[PROVIDED DATA]:
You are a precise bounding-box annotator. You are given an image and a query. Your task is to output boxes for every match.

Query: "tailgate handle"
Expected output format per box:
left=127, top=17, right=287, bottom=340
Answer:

[TASK DETAILS]:
Output every line of the entries above as a numbered list, leaving out any blank lines.

[COMPLETED TASK]:
1. You are a precise bounding-box annotator. You are given an image and a query. Your task is to output boxes for every match.
2. Query: "tailgate handle"
3. Expected output format per box:
4. left=127, top=17, right=287, bottom=340
5. Answer:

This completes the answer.